# [Task statement]
Reproduce the whole listing, keeping every character the same.

# [Source records]
----

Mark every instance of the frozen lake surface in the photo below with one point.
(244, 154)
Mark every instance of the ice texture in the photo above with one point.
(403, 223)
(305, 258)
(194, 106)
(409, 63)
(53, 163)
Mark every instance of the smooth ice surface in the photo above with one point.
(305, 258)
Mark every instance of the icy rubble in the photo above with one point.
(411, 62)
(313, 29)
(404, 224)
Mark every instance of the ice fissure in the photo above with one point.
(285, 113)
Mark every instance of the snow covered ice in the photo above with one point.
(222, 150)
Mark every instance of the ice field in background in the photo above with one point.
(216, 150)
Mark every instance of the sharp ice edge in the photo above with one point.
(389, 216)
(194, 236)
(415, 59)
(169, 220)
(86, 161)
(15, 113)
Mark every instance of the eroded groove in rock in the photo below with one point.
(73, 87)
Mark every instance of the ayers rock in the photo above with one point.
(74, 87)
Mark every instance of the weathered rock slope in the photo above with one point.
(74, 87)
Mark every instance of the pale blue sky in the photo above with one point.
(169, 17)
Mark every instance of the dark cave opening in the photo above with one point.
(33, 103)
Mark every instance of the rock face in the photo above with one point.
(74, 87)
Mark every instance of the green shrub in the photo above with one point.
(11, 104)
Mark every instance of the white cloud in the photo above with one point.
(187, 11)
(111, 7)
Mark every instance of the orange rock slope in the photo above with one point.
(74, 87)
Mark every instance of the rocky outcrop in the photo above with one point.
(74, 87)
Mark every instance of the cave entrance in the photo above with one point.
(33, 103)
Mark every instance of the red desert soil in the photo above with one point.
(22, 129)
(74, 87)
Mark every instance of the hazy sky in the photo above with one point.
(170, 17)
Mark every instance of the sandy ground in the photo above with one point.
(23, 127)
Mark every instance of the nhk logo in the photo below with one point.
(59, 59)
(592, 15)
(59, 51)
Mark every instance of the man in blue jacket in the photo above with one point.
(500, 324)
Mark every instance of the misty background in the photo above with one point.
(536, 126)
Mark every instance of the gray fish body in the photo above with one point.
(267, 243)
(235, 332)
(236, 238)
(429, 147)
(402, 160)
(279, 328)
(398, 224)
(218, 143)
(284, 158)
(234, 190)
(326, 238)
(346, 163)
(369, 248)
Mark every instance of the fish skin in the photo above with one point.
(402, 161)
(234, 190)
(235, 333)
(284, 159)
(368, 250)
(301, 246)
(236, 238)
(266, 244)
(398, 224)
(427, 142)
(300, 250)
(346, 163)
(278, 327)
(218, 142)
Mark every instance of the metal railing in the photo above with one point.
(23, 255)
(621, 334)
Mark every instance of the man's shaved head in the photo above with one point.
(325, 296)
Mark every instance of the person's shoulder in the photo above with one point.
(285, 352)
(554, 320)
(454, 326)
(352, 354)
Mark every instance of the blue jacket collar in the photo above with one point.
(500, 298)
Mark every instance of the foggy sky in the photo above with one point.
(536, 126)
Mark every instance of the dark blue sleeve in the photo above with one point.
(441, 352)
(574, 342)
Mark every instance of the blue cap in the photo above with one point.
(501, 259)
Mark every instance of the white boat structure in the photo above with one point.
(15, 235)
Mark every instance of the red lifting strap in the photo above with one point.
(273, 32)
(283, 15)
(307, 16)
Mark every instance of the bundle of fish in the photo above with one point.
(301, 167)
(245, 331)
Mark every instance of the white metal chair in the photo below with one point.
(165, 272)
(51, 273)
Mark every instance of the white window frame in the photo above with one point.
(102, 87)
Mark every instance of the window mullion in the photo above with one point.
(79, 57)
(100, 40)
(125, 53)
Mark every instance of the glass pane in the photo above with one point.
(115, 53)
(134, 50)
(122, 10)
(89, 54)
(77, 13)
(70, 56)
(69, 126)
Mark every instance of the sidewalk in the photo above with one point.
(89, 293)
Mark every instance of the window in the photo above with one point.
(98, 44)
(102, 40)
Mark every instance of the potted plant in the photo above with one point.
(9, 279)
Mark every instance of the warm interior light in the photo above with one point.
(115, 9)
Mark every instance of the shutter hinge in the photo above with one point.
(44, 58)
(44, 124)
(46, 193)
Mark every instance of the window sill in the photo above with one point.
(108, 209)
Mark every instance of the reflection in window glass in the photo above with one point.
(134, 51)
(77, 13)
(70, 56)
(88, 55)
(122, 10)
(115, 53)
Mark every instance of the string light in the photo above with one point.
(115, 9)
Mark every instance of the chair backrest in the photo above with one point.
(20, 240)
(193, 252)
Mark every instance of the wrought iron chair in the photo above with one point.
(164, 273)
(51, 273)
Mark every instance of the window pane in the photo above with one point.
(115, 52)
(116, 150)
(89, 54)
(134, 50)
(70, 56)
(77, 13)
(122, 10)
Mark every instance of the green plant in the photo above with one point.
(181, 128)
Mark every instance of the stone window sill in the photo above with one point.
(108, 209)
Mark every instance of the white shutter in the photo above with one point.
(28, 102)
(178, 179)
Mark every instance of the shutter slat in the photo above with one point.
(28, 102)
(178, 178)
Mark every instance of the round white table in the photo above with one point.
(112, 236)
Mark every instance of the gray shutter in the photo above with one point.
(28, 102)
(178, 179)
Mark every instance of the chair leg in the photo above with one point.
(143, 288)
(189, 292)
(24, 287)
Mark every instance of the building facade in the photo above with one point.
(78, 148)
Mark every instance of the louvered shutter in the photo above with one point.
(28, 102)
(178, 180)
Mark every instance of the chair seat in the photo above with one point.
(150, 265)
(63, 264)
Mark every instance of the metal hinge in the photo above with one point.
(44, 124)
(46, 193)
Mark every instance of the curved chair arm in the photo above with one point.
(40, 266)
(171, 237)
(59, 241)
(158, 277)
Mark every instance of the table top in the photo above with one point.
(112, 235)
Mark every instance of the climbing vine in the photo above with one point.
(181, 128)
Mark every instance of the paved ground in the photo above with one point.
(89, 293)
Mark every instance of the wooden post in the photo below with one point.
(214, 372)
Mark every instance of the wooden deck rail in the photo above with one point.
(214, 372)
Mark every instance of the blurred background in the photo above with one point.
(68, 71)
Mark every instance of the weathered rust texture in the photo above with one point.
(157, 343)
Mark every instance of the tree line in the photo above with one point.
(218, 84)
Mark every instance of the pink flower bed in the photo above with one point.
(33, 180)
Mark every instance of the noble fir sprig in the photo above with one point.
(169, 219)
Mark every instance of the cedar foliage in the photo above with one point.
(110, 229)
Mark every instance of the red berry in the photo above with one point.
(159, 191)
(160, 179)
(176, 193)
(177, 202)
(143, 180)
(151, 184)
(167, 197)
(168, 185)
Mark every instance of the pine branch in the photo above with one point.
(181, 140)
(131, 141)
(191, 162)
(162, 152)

----

# [Exercise response]
Mark every instance of the frozen lake surface in the photo below with one point.
(244, 154)
Mark every instance of the ice texture in the photo above with one point.
(403, 223)
(305, 258)
(194, 106)
(409, 63)
(53, 163)
Mark every instance of the smooth ice surface in the photo above with one point.
(305, 258)
Mark every instance of the icy rubble in the photo above with one point.
(411, 62)
(313, 29)
(404, 224)
Mark every instance of the ice fissure in the photo above with one point.
(285, 113)
Mark every instance of the snow covered ice in the photo above with one point.
(222, 150)
Mark every instance of the ice field in background in the photo above with one point.
(216, 150)
Mark every instance of the sharp ice edge in the photo above with one point.
(389, 216)
(194, 236)
(415, 59)
(169, 220)
(86, 161)
(15, 113)
Mark every instance of the eroded groove in rock in the photo below with one point.
(73, 87)
Mark every instance of the ayers rock in the photo above with one point.
(74, 87)
Mark every instance of the weathered rock slope in the photo above with one point.
(74, 87)
Mark every instance of the pale blue sky in the photo above with one point.
(169, 17)
Mark every instance of the dark cave opening in the photo above with one point.
(33, 103)
Mark every instance of the rock face in the photo above with one point.
(74, 87)
Mark every instance of the green shrub in the photo above with one point.
(11, 104)
Mark every instance of the white cloud in the photo above with one point.
(187, 11)
(111, 7)
Mark every instance of the orange rock slope in the photo above with one point.
(74, 87)
Mark every instance of the rocky outcrop in the photo above with one point.
(74, 87)
Mark every instance of the cave entrance in the photo above with one point.
(33, 103)
Mark every instance of the red desert soil in the photo above with one point.
(22, 129)
(74, 87)
Mark every instance of the hazy sky in the photo above with one point.
(170, 17)
Mark every instance of the sandy ground in the photo above with one point.
(23, 127)
Mark every instance of the nhk logo in the photo below with one point.
(59, 59)
(592, 15)
(59, 51)
Mark every instance of the man in blue jacket in the photo above with one point.
(500, 324)
Mark every instance of the misty background in the photo above with one point.
(536, 126)
Mark every instance of the gray fish body in the photo above with one point.
(267, 243)
(235, 332)
(236, 238)
(429, 147)
(402, 160)
(279, 328)
(398, 224)
(218, 143)
(284, 158)
(234, 190)
(326, 238)
(346, 163)
(369, 248)
Mark every instance of the fish skin in the photo above with one point.
(402, 161)
(234, 190)
(235, 333)
(284, 159)
(368, 250)
(301, 246)
(236, 238)
(266, 244)
(398, 224)
(427, 142)
(300, 250)
(346, 163)
(278, 327)
(218, 142)
Mark every instance of the metal railing in the photo above with one point.
(23, 255)
(621, 334)
Mark every instance of the man's shaved head in the photo above with one point.
(325, 296)
Mark every instance of the person's shoulder in the photo above with one point.
(285, 352)
(554, 320)
(454, 326)
(352, 354)
Mark every instance of the blue jacket collar in the photo above with one point.
(500, 298)
Mark every instance of the foggy sky in the photo above with one point.
(536, 126)
Mark every instance of the dark blue sleeve in the photo above with one point.
(441, 352)
(574, 342)
Mark every instance of the blue cap in the photo above with one point.
(501, 259)
Mark every instance of the white boat structure in the photo above with one point.
(15, 235)
Mark every instance of the red lifting strap in the photo above with one point.
(273, 32)
(283, 15)
(307, 16)
Mark every instance of the bundle of fish in the photo above with one point.
(301, 167)
(245, 331)
Mark every instance of the white metal chair in the photo below with one point.
(165, 272)
(51, 273)
Mark every instance of the white window frame in the photo above with one point.
(102, 87)
Mark every instance of the window mullion in the photo above with one point.
(79, 57)
(100, 40)
(125, 53)
Mark every instance of the glass pane in the photo above with one point.
(115, 53)
(134, 50)
(122, 10)
(89, 54)
(77, 13)
(70, 56)
(69, 126)
Mark every instance of the sidewalk in the photo above with one point.
(89, 293)
Mark every instance of the window in the photo above with one point.
(98, 44)
(102, 40)
Mark every instance of the potted plant in the photo above with one point.
(9, 279)
Mark every instance of the warm interior light in the photo above with one point.
(115, 9)
Mark every instance of the shutter hinge in the photo above with one point.
(44, 58)
(44, 124)
(46, 193)
Mark every instance of the window sill in the photo above with one point.
(108, 209)
Mark every instance of the reflection in window glass in the photo above with one point.
(134, 51)
(77, 13)
(70, 56)
(88, 55)
(122, 10)
(115, 53)
Mark every instance of the string light in the photo above with one point.
(115, 9)
Mark every instance of the chair backrest in the photo above with one point.
(20, 240)
(193, 252)
Mark every instance of the wrought iron chair in the photo above with one point.
(164, 273)
(51, 273)
Mark every instance of the window pane in the photo above with one point.
(115, 52)
(116, 150)
(89, 54)
(134, 50)
(70, 56)
(77, 13)
(122, 10)
Mark every instance of the green plant in the photo above with one point.
(181, 128)
Mark every instance of the stone window sill in the photo above with one point.
(108, 209)
Mark every instance of the white shutter in the photo above with one point.
(28, 102)
(178, 179)
Mark every instance of the shutter slat in the photo above with one point.
(28, 102)
(178, 178)
Mark every instance of the round white table in the photo above with one point.
(112, 236)
Mark every instance of the gray shutter in the photo above with one point.
(28, 102)
(178, 179)
Mark every instance of the chair leg in the photo above with one point.
(143, 288)
(189, 292)
(24, 287)
Mark every instance of the building facade in the photo above with one point.
(78, 148)
Mark every instance of the louvered shutter in the photo above with one point.
(28, 102)
(178, 180)
Mark every instance of the chair seat in the photo above with one point.
(150, 265)
(63, 264)
Mark every instance of the metal hinge in the photo above with one point.
(44, 124)
(46, 193)
Mark every instance of the curved chair arm in the photo above with one point.
(40, 266)
(171, 237)
(59, 241)
(158, 277)
Mark every instance of the table top in the photo above with one point.
(112, 235)
Mark every instance of the climbing vine in the photo above with one point.
(181, 128)
Mark every instance of the paved ground in the photo above with one point.
(89, 293)
Mark every instance of the wooden post in the photo below with one point.
(214, 372)
Mark every instance of the wooden deck rail in the photo above with one point.
(214, 372)
Mark every instance of the blurred background in the photo above with one point.
(68, 71)
Mark every instance of the weathered rust texture in the photo above with one point.
(157, 343)
Mark every instance of the tree line in the photo above with one point.
(218, 84)
Mark every instance of the pink flower bed in the photo above with one point.
(33, 180)
Mark every instance of the noble fir sprig in the photo above with one point.
(169, 219)
Mark every instance of the cedar foliage in the photo above with one point.
(110, 229)
Mark every instance of the red berry in the photo above with one point.
(159, 191)
(160, 179)
(176, 193)
(177, 202)
(143, 180)
(151, 184)
(167, 197)
(168, 185)
Mark every instance of the pine branch in the photo above with one point.
(181, 140)
(131, 141)
(191, 162)
(162, 152)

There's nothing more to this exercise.